TASK DETAILS – Rewrite the material from the line that has "# Target: black sandal" through the end, swapping "blazer" for "jacket" and keeping everything else the same.

%%

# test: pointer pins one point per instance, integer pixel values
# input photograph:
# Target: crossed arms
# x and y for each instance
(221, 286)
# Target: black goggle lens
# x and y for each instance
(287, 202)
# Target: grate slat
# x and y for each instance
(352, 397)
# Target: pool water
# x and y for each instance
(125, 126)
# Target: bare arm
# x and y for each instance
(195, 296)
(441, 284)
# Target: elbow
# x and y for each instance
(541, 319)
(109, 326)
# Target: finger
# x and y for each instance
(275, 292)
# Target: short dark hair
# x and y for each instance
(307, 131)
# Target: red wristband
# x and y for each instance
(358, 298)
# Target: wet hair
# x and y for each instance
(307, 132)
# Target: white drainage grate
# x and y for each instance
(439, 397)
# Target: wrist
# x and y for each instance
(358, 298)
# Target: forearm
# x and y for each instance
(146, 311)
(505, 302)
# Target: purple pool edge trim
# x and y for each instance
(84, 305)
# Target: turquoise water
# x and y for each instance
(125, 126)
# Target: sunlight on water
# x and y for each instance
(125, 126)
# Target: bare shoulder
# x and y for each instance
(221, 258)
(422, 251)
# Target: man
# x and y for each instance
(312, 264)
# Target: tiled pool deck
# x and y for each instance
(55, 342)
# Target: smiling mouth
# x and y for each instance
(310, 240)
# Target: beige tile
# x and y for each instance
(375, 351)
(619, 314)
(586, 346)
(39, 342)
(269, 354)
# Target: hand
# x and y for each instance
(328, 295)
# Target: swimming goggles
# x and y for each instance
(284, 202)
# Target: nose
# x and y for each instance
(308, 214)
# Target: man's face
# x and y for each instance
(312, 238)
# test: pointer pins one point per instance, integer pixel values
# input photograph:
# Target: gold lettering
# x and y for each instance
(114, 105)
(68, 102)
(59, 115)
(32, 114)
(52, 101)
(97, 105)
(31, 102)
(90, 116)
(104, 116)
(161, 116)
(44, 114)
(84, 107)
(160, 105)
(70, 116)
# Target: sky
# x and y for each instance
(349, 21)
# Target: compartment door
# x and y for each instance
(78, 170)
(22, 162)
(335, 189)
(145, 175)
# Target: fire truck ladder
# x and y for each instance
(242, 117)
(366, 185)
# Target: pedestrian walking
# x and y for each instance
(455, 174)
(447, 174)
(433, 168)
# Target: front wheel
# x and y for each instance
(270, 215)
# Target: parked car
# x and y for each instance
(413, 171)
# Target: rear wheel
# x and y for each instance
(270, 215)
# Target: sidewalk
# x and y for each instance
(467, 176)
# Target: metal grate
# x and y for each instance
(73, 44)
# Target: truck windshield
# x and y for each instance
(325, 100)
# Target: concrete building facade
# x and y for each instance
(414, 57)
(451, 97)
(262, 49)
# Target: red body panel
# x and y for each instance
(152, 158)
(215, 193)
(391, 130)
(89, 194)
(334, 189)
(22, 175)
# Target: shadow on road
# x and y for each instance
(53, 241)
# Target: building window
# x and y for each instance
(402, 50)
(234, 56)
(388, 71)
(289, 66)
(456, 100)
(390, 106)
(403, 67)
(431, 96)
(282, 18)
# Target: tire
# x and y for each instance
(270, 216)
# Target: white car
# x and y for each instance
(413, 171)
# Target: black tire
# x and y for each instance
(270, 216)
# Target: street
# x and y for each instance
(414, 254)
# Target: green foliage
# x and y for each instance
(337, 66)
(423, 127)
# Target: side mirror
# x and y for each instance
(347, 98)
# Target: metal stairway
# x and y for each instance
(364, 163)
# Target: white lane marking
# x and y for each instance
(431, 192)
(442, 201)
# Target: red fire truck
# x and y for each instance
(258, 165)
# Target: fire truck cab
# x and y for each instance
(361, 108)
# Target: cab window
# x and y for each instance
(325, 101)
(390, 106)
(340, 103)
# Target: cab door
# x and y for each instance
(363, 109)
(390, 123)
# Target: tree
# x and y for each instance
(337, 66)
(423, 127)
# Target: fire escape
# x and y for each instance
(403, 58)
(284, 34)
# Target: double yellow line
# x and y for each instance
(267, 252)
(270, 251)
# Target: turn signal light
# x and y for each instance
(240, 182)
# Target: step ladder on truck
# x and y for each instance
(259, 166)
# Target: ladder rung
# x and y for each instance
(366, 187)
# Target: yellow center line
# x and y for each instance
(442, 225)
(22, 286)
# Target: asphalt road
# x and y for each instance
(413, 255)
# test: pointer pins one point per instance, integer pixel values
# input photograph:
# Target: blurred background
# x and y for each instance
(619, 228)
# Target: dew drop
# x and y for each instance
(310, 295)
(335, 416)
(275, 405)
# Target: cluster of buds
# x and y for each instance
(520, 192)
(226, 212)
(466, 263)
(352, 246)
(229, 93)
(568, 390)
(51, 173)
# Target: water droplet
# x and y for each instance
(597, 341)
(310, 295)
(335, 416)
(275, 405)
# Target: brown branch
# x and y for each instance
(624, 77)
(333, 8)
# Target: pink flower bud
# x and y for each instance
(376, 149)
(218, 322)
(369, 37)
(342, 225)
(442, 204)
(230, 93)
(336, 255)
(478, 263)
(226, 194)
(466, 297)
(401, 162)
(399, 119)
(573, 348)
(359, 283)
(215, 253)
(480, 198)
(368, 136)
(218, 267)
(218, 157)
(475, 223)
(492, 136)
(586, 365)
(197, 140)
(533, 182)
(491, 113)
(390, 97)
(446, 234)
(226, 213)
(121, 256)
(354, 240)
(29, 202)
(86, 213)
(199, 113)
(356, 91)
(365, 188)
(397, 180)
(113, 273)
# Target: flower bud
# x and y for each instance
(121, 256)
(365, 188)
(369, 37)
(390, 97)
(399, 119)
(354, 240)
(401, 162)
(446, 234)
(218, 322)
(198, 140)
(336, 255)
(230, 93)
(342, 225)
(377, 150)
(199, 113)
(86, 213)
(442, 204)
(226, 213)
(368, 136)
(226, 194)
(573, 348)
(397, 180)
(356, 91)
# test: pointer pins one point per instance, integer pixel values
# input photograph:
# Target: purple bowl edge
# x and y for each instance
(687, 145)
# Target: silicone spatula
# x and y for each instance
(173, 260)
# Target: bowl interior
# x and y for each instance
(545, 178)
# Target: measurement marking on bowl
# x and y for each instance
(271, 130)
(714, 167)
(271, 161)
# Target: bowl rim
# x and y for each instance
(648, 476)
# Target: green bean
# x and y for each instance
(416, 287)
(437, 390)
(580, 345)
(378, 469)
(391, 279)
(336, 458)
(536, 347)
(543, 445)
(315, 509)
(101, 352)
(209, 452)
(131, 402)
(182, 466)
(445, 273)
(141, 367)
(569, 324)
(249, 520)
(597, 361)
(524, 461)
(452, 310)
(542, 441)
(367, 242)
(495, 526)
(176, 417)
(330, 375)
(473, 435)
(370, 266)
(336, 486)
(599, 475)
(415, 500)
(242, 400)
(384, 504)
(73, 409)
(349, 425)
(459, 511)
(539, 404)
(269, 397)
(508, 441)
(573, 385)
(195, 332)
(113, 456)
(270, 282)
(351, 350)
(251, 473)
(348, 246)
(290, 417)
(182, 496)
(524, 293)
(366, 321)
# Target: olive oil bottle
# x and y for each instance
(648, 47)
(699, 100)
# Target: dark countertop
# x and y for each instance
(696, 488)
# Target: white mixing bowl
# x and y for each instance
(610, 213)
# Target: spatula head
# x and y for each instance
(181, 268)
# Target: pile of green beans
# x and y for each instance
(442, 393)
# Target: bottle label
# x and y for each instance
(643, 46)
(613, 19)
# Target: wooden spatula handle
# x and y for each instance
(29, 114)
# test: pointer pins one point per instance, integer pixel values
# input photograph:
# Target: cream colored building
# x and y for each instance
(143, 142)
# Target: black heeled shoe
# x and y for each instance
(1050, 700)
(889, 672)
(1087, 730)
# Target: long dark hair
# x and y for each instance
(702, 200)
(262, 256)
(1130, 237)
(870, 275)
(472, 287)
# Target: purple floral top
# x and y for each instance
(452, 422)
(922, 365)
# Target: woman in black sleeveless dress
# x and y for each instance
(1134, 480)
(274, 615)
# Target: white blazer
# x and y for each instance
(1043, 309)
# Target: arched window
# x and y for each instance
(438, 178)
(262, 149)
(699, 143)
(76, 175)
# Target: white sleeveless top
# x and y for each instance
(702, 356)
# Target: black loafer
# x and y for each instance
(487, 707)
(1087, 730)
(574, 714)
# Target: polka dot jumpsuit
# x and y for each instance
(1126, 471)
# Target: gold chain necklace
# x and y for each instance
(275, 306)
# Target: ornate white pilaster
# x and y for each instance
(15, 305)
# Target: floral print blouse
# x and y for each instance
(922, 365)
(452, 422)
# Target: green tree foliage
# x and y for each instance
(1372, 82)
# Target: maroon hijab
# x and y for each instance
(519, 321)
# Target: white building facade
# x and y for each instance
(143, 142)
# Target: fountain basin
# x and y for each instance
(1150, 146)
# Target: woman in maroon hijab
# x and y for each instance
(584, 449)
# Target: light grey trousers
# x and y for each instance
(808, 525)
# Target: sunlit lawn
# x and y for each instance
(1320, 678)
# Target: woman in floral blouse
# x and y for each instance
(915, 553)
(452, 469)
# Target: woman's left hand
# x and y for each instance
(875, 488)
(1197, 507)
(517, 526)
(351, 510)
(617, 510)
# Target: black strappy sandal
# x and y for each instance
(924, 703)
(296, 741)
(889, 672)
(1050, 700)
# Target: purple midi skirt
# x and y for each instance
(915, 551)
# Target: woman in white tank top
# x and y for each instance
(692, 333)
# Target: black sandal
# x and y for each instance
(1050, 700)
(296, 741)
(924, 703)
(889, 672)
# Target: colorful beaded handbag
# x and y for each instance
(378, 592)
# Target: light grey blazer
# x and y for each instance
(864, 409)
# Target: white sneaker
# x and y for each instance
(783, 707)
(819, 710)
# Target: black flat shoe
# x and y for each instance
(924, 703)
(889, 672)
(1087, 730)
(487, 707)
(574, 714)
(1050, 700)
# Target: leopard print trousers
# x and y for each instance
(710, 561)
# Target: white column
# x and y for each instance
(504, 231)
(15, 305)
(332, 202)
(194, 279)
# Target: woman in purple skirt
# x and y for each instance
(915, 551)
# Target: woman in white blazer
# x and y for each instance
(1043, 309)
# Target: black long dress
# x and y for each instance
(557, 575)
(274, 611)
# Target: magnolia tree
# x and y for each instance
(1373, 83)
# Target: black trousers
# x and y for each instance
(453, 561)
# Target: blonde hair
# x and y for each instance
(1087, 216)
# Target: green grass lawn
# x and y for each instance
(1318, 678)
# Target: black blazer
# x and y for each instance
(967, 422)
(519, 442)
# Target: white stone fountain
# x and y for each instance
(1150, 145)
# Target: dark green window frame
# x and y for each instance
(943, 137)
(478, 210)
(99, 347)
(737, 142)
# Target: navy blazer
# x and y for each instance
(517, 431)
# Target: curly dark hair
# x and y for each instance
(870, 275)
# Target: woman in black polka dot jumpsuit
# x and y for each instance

%%

TASK RESULT –
# Target: black sandal
# x and y for each instance
(1050, 700)
(296, 741)
(924, 703)
(889, 672)
# Target: colorful beaded handbag
# x and y for each instance
(378, 592)
# Target: light grey jacket
# x and y for each instance
(864, 409)
# Target: white sneaker
# x and y for each instance
(783, 707)
(819, 710)
# Target: black flat shoe
# x and y for each instance
(924, 703)
(889, 672)
(1087, 730)
(487, 707)
(574, 714)
(1050, 700)
# Target: leopard print trousers
# x and y for each instance
(710, 561)
# Target: white column
# x and y for each instance
(504, 231)
(15, 305)
(332, 202)
(194, 279)
# Target: woman in purple skirt
# x and y for each instance
(915, 551)
# Target: woman in white jacket
# x and y for each instance
(1043, 309)
# Target: black long dress
# x and y for each instance
(557, 575)
(274, 611)
# Target: magnolia tree
# x and y for each instance
(1373, 83)
# Target: black trousers
# x and y for each instance
(453, 561)
# Target: blonde hair
# x and y for each instance
(1087, 216)
# Target: green grass lawn
# x and y for each instance
(1318, 678)
# Target: black jacket
# x and y for each instance
(967, 422)
(519, 442)
# Target: white stone fountain
# x and y for each instance
(1150, 145)
# Target: dark green window frame
# x and y for each instance
(943, 137)
(478, 210)
(99, 347)
(737, 142)
# Target: navy jacket
# x and y for each instance
(517, 431)
# Target: curly dark hair
# x and y for each instance
(870, 275)
# Target: woman in black polka dot jumpsuit
# x and y for each instance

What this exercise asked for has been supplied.